WORK TASK:
Write out the listing below word for word.

SUPPLIED RECORDS:
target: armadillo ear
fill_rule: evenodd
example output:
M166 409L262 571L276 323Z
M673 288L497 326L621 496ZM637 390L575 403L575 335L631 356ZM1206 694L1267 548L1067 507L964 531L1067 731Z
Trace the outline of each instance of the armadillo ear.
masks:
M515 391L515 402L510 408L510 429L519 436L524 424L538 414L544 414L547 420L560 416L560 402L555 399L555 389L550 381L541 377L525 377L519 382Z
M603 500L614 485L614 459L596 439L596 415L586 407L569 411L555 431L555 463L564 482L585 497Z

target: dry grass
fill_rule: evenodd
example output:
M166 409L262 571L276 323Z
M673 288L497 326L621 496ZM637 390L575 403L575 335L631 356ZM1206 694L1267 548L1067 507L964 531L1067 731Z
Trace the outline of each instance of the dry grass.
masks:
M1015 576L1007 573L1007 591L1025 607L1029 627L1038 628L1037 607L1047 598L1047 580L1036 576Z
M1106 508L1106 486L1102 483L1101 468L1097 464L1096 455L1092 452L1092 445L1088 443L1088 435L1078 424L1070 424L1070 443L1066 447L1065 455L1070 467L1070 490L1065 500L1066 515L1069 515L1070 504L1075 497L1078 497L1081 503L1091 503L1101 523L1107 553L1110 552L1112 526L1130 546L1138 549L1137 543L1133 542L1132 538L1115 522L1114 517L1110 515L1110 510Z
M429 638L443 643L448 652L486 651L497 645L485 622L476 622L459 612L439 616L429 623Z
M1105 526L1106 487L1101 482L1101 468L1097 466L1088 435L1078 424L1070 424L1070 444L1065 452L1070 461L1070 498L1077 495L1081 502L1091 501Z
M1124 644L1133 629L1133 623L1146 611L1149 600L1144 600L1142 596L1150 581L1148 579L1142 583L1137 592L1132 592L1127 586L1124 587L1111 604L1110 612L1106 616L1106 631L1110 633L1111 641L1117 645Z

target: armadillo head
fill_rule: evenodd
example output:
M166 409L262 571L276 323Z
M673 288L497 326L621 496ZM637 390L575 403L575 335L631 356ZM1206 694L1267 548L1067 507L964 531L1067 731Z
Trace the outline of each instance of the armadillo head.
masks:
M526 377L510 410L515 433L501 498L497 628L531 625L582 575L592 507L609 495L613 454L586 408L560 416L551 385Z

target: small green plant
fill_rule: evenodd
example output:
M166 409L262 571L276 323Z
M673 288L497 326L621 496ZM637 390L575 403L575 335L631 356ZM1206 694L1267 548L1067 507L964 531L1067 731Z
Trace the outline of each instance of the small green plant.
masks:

RESPONSE:
target: armadillo ear
fill_rule: evenodd
example output:
M166 409L262 571L276 323Z
M673 288L497 326L621 496ZM637 390L575 403L575 335L631 356ZM1206 694L1267 548L1067 507L964 531L1067 731Z
Trace the outline of each instance of the armadillo ear.
masks:
M515 391L515 402L510 408L510 429L519 436L524 424L538 414L544 414L547 420L560 416L560 402L555 399L555 389L550 381L541 377L525 377L519 382Z
M603 500L614 485L614 459L596 439L596 415L586 407L569 411L555 431L555 463L564 482L585 497Z

target: dry grass
fill_rule: evenodd
example output:
M166 409L262 571L276 323Z
M673 288L497 326L621 496ZM637 390L575 403L575 335L631 356ZM1206 694L1267 548L1067 507L964 531L1067 731Z
Trace the outline of each instance of the dry grass.
masks:
M1015 576L1007 573L1007 591L1025 607L1029 627L1038 628L1037 607L1047 598L1047 580L1036 576Z
M1106 508L1106 486L1102 483L1101 468L1097 464L1096 455L1092 452L1092 445L1088 443L1088 435L1078 424L1070 424L1070 443L1066 447L1065 455L1070 467L1070 490L1065 500L1066 515L1069 515L1070 504L1075 497L1078 497L1081 503L1091 503L1101 523L1107 553L1110 552L1112 526L1130 546L1138 549L1137 543L1133 542L1132 538L1115 522L1114 517L1110 515L1110 510Z
M429 638L443 643L448 652L486 651L497 645L485 622L476 622L459 612L439 616L429 623Z
M1105 526L1106 487L1101 482L1101 468L1097 466L1088 435L1078 424L1070 424L1070 444L1065 452L1070 461L1070 498L1077 495L1081 502L1091 501Z
M1124 644L1133 629L1133 623L1146 611L1149 600L1144 600L1142 596L1150 581L1148 579L1142 583L1137 592L1132 592L1127 586L1124 587L1111 604L1110 612L1106 616L1106 631L1110 633L1111 641L1117 645Z

target: armadillo head
fill_rule: evenodd
example output:
M166 409L262 571L276 323Z
M673 288L497 326L621 496ZM637 390L575 403L575 335L631 356ZM1206 694L1267 548L1067 507L964 531L1067 731Z
Trace the outline of each instance of the armadillo head.
masks:
M526 377L510 410L515 433L501 498L497 628L531 625L582 575L592 507L609 495L613 454L586 408L560 416L551 385Z

target: small green plant
fill_rule: evenodd
example output:
M166 409L262 571L276 323Z
M673 288L497 326L621 496ZM637 390L575 403L575 335L631 356ZM1206 694L1267 548L1067 507L964 531L1067 731Z
Trace the outline of each instance of the small green plant.
masks:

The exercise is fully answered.